Die Frage, wer zu welchem Viertel gehört, haben sich Glaubende auch nach der Frühzeit, im Grunde die ganze Kirchengeschichte hindurch, gestellt. Manchmal geschah es auch, dass das Gleichnis als Instrument der scharfen Scheidung zwischen drinnen und draußen, zwischen rechtgläubig und lax in Anspruch genommen wurde. Und heute dient es in unseren Breiten bisweilen, mit der Erfahrung fertig zu werden, dass das Christentum nach Jahrhunderten kultureller Präsenz und Dominanz für einen halben Kontinent eine Minderheitenangelegenheit zu werden scheint. Wer aber gehört dabei zu denen, bei denen die Saat des Evangeliums vergeblich ausgestreut wurde, oder zu denen, wo sie Frucht trägt. So kann man natürlich fragen. Aber wie soll man antworten, ohne andere, in die man nicht hineinsehen kann, ungerecht zu beurteilen oder selbstgerecht zu sein?
V.

_____

--- Arbeitsaufträge ---
1. Wozu dient das Gleichnis laut dem Arbeitstext heute bisweilen in unseren Breiten?
2. Geben Sie den Abschnitt des Arbeitstextes wörtlich wieder, der mit den Worten „Die Frage, wer“ einsetzt und nach den Worten „selbstgerecht zu sein?“ aufhört.
Die folgenden Datensätze stammen aus einer anderen Quelle als der Arbeitstext.

_____

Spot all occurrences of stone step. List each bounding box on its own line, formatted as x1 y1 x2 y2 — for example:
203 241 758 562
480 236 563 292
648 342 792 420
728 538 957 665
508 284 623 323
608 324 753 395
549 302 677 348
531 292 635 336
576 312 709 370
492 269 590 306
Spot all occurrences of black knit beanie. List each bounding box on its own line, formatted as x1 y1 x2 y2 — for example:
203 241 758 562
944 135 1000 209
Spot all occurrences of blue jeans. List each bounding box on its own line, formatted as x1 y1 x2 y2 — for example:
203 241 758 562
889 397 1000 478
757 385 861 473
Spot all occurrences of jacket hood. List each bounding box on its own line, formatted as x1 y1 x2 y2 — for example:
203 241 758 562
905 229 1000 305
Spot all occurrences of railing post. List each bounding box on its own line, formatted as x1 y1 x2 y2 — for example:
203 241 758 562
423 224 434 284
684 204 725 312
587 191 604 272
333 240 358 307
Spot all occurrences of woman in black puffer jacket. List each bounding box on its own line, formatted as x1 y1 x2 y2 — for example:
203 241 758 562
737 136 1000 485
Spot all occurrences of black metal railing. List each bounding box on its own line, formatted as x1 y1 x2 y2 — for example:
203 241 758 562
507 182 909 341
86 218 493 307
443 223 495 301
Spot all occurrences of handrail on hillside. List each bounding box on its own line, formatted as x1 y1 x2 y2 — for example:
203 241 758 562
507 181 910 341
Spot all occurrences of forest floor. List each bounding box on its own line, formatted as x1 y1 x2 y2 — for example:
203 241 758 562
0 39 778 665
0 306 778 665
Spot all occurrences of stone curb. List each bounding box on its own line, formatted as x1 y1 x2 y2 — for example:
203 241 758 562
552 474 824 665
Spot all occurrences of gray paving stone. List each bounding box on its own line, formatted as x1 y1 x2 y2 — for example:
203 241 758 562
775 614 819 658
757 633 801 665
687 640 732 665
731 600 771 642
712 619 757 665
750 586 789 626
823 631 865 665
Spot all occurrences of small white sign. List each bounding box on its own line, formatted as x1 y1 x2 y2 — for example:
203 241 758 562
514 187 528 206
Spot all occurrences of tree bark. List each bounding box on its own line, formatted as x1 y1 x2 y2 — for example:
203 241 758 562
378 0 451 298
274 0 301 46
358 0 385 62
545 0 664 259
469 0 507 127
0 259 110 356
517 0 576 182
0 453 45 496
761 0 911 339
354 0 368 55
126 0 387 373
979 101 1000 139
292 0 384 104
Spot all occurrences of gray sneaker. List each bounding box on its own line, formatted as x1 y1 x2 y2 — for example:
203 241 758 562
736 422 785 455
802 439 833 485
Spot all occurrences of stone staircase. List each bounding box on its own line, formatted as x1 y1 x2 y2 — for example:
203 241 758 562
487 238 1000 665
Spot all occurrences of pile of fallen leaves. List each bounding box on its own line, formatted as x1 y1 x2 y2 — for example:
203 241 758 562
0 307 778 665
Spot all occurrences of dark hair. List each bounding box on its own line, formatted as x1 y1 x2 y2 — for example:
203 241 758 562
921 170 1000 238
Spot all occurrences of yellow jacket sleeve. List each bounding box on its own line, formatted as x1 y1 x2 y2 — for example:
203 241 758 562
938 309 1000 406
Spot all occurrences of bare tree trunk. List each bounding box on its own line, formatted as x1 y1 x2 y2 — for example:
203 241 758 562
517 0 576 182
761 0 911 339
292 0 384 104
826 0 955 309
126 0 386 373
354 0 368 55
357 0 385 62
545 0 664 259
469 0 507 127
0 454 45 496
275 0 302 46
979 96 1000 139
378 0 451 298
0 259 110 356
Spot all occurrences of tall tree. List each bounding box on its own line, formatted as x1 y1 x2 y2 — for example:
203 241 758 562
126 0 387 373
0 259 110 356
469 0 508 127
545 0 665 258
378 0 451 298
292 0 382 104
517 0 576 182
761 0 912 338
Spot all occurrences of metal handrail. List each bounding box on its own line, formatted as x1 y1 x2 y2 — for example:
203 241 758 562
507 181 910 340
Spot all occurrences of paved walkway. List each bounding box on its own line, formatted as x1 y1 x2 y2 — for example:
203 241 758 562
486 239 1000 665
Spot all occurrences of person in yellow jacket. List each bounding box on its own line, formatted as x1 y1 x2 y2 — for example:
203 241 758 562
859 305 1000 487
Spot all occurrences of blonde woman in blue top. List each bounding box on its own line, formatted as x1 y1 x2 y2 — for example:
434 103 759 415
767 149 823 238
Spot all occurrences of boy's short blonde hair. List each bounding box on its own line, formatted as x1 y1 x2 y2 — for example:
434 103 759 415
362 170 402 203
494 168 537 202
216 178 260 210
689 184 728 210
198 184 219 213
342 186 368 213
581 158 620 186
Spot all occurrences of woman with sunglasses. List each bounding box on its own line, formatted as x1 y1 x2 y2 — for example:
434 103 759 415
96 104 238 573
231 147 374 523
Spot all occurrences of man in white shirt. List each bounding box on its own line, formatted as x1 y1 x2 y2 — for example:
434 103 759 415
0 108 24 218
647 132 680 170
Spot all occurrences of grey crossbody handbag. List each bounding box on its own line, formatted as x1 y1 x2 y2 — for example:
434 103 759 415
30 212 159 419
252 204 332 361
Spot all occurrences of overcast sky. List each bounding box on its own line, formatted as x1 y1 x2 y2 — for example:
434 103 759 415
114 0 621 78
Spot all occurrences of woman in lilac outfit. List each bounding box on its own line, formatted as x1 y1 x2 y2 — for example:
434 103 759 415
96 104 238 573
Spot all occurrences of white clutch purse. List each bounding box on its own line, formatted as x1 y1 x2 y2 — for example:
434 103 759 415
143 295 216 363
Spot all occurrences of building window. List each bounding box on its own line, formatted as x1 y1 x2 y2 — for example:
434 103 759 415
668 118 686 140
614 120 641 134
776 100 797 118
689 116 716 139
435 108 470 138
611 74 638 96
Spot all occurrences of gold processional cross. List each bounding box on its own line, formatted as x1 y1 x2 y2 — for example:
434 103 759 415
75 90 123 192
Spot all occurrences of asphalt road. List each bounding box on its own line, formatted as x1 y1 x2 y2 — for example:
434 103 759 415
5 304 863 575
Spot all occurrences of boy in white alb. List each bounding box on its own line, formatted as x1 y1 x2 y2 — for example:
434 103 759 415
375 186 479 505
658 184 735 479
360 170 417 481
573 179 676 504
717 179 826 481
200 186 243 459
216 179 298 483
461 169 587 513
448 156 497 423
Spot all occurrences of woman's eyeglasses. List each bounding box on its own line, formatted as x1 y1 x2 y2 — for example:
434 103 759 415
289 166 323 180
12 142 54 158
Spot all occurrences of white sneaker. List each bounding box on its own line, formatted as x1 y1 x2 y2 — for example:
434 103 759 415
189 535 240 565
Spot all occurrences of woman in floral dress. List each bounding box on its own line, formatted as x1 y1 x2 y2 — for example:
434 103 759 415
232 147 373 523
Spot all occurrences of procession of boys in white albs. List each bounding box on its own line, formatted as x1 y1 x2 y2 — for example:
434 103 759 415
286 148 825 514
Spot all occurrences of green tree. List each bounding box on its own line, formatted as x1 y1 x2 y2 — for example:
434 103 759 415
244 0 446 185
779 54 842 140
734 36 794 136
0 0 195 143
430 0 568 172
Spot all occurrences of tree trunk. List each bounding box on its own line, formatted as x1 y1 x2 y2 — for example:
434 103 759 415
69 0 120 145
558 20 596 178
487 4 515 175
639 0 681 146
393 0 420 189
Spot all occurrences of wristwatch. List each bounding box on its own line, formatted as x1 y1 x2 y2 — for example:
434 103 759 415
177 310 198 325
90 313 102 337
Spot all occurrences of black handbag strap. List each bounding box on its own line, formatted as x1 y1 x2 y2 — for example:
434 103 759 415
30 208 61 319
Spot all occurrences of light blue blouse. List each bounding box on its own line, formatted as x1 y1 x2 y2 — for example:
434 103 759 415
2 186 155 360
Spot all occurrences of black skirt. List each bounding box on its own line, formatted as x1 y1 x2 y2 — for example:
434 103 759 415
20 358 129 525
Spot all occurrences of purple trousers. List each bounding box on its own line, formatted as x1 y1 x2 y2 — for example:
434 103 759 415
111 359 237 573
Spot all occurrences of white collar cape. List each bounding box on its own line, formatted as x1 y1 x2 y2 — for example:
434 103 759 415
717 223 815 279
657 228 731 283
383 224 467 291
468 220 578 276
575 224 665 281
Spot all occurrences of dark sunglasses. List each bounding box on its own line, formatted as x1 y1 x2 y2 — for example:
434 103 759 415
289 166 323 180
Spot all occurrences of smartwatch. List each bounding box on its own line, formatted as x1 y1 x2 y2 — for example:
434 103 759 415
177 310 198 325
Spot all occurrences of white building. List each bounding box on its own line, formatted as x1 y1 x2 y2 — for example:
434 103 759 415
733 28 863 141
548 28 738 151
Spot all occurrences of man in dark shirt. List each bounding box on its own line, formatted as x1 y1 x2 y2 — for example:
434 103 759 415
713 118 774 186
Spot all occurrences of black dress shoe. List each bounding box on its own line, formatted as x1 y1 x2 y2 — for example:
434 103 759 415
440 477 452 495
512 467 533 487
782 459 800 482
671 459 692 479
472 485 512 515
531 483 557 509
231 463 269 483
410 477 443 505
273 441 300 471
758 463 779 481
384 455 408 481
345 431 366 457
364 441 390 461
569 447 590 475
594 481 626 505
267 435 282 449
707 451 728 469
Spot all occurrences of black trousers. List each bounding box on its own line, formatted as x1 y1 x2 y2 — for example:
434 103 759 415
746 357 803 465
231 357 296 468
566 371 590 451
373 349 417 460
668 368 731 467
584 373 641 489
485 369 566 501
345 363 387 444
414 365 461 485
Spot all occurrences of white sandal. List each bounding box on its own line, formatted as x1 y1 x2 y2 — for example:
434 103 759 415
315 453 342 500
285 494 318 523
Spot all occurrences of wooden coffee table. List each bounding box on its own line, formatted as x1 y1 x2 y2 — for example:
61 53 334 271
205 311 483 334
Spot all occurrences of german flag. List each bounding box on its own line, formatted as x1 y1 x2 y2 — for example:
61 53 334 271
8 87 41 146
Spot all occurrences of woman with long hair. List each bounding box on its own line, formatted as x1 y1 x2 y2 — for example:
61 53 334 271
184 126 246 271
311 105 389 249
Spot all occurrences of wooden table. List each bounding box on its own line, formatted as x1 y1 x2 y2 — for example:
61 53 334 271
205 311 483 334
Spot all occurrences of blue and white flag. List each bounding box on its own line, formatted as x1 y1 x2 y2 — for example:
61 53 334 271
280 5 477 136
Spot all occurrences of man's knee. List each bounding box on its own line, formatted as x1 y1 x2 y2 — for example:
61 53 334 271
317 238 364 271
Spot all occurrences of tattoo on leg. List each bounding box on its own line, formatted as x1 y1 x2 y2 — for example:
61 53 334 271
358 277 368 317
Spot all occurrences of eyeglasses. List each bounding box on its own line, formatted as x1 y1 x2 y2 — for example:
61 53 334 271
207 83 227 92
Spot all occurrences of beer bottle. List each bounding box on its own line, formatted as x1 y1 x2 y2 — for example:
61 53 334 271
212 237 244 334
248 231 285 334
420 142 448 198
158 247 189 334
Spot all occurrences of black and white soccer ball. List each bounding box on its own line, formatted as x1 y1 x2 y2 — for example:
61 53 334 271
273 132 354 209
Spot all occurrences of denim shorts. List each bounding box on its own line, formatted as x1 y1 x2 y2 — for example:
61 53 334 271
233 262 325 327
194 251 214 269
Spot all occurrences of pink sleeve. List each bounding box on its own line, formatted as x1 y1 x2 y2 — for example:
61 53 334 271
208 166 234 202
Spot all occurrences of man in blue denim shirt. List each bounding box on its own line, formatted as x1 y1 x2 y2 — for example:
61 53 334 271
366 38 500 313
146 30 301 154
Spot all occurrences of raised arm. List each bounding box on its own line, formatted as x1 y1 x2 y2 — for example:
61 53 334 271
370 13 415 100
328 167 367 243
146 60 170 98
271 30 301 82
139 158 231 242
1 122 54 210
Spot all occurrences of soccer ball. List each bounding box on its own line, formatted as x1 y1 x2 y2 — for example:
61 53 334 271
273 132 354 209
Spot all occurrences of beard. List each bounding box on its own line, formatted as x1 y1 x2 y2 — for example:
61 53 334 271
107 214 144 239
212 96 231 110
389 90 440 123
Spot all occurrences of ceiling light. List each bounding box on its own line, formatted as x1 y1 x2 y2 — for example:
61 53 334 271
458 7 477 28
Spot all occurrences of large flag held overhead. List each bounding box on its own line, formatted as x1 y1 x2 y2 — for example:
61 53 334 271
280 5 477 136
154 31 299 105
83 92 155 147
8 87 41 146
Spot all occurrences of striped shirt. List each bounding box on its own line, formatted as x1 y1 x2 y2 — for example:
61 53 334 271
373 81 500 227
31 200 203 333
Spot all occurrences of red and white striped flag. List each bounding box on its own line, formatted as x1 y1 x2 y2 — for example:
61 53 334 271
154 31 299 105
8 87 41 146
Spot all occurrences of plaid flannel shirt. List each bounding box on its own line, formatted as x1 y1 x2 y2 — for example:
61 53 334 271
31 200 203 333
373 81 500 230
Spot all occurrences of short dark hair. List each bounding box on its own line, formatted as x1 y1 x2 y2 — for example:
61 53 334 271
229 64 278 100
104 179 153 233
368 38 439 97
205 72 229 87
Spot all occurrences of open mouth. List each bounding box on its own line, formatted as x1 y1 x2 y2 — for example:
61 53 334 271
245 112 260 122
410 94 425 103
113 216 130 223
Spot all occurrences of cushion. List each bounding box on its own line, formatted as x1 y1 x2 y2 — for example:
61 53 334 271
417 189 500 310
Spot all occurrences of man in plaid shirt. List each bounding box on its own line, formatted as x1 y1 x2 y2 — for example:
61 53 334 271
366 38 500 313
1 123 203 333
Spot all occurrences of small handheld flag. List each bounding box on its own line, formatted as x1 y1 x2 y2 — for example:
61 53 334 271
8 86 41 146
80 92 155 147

_____

--- Geordnete Ergebnisse ---
1. Es dient dazu, mit der Erfahrung fertig zu werden, dass das Christentum nach Jahrhunderten kultureller Präsenz und Dominanz für einen halben Kontinent eine Minderheitenangelegenheit zu werden scheint.

2.
Die Frage, wer zu welchem Viertel gehört, haben sich Glaubende auch nach der Frühzeit, im Grunde die ganze Kirchengeschichte hindurch, gestellt. Manchmal geschah es auch, dass das Gleichnis als Instrument der scharfen Scheidung zwischen drinnen und draußen, zwischen rechtgläubig und lax in Anspruch genommen wurde. Und heute dient es in unseren Breiten bisweilen, mit der Erfahrung fertig zu werden, dass das Christentum nach Jahrhunderten kultureller Präsenz und Dominanz für einen halben Kontinent eine Minderheitenangelegenheit zu werden scheint. Wer aber gehört dabei zu denen, bei denen die Saat des Evangeliums vergeblich ausgestreut wurde, oder zu denen, wo sie Frucht trägt. So kann man natürlich fragen. Aber wie soll man antworten, ohne andere, in die man nicht hineinsehen kann, ungerecht zu beurteilen oder selbstgerecht zu sein?